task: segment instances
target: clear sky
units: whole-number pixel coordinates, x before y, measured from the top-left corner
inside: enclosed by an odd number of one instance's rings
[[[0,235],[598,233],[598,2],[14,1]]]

:::

§ WORK ITEM
What's needed is a word-for-word copy of the lines from the one holding "inside: enclosed by" through the final line of the data.

§ TASK RESULT
inside: enclosed by an odd number of one instance's rings
[[[0,235],[598,233],[598,2],[14,1]]]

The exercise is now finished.